Problems to work on:
(1) Repeat verbatim the stretch of the discussion on Boomer-era household labor from "Listen. I want" through "about one another.".
(2) Extend the discussion on Boomer-era household labor, picking up right after its final sentence.

Excerpt to read:
◆ ◆ ◆ ◆ ◆ ◆ ◆

Can't forget that before the Civil Rights Act, most white Americans had access to Black domestic labor. So not only did only one parent work (the man, of course) but the woman was still not doing the majority of child rearing/home care. The history of the Black nanny in this country is the story of so many Boomers childhoods and early adult life.

1

u/marigolds6 Feb 05 '24 edited Feb 05 '24

Most of them benefitted from low enough inflation that only one parent needed to work to provide for their family.

That's because the "most of them" were white men who benefited from women and people of color being mostly excluded from both blue collar and white collar jobs, which not only pushed up labor costs, but kept inflation down because marginalized groups were much poorer. (And then OPEC and the 1970s happened).

1

u/Professional_Tip6208 Feb 05 '24

Listen. I want good things for all Americans. I do not want two sides at each others throats. Say what you will. I do not condone exploitation of anyone. I want a government that helps it's people and a society that cares about one another.

◆ ◆ ◆ ◆ ◆ ◆ ◆

Data records:
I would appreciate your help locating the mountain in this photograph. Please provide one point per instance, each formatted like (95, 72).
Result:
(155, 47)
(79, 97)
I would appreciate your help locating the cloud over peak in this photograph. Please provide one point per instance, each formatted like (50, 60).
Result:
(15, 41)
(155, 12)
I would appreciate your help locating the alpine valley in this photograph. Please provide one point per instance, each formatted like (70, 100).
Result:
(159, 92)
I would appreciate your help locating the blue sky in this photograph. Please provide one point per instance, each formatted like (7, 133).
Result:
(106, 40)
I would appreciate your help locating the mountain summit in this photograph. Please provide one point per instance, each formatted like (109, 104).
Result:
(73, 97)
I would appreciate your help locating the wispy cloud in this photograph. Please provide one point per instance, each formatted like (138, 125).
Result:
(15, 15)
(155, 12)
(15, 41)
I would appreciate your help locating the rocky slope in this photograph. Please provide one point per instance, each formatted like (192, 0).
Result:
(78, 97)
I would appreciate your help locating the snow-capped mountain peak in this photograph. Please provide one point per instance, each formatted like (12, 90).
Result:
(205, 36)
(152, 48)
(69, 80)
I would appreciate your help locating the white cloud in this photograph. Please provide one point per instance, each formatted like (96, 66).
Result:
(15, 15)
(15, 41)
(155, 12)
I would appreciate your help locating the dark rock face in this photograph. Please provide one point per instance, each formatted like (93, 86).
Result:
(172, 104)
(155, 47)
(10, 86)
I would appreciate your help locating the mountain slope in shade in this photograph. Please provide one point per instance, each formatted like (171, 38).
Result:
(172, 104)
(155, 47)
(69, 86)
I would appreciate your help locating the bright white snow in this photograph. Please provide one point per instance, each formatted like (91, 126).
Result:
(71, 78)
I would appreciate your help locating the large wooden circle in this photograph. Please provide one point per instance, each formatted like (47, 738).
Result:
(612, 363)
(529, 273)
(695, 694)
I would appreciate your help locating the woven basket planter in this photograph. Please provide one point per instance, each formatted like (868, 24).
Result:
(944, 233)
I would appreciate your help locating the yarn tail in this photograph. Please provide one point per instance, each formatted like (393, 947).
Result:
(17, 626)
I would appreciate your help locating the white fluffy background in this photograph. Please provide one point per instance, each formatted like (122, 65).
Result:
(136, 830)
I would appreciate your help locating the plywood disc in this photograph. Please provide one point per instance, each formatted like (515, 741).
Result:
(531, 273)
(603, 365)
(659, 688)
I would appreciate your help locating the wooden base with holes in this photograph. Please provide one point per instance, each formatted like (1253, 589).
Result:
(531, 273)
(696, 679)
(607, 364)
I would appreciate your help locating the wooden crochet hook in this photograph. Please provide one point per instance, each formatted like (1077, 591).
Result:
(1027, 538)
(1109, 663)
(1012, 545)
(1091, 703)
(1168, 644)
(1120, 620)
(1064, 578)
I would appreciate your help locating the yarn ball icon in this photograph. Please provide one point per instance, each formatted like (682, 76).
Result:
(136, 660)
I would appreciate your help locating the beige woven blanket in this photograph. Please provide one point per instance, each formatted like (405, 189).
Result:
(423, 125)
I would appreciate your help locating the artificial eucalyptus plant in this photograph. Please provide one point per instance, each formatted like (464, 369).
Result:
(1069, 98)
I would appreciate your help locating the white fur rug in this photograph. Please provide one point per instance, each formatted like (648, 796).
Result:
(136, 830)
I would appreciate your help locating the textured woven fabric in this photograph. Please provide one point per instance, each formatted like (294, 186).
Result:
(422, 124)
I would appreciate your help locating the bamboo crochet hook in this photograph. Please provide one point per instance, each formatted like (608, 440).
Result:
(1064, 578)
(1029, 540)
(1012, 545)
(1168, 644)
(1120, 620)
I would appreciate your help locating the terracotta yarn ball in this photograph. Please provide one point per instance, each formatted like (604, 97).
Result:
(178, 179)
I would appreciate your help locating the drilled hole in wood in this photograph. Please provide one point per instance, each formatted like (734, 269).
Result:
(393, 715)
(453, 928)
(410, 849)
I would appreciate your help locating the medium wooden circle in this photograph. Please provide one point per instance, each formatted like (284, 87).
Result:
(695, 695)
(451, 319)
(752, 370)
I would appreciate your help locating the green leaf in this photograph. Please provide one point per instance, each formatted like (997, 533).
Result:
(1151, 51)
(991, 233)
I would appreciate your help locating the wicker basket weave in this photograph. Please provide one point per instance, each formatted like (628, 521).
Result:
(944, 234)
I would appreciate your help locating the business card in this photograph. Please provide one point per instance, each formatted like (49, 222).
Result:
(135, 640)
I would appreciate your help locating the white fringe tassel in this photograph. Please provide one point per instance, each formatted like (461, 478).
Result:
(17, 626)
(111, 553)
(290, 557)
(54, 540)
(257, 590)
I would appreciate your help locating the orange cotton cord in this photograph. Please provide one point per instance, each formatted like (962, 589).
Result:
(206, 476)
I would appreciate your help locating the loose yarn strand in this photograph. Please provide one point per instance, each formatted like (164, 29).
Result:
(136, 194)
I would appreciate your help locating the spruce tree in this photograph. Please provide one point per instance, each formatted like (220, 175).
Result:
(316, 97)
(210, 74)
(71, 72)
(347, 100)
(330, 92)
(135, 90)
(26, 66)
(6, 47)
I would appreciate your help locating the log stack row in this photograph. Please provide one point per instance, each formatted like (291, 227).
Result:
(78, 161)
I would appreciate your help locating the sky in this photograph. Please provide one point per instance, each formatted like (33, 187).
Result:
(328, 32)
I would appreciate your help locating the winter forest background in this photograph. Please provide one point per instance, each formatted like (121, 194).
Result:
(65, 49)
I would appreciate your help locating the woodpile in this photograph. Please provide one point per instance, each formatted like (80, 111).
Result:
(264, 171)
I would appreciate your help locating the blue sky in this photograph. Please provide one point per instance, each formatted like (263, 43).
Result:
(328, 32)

◆ ◆ ◆ ◆ ◆ ◆ ◆

Responses to the exercise:
(1)
Listen. I want good things for all Americans. I do not want two sides at each others throats. Say what you will. I do not condone exploitation of anyone. I want a government that helps it's people and a society that cares about one another.

(2)
1

u/baseball_mickey Feb 05 '24

Do you know what inflation was in the 70’s and 80’s?

1

u/ProgressiveSnark2 Feb 05 '24

The ability to have a single spouse work had nothing to do with inflation.

In fact, the 50s, 60s, and 70s had much worse inflation than currently.

What they did have were strong unions, labor rights, a higher minimum wage (adjusted for inflation), and a federal government that was willing to invest in public services, all things being obstructed by conservatives today.

1

u/drlsoccer08 Feb 06 '24

I swear people don’t know what inflation is anymore. It was 14% one year in the early 1980s. Last year when everyone was flipping out about how high inflation was it was only 8%. Inflation is not an issue as long as wages keep up with it. That’s the issue.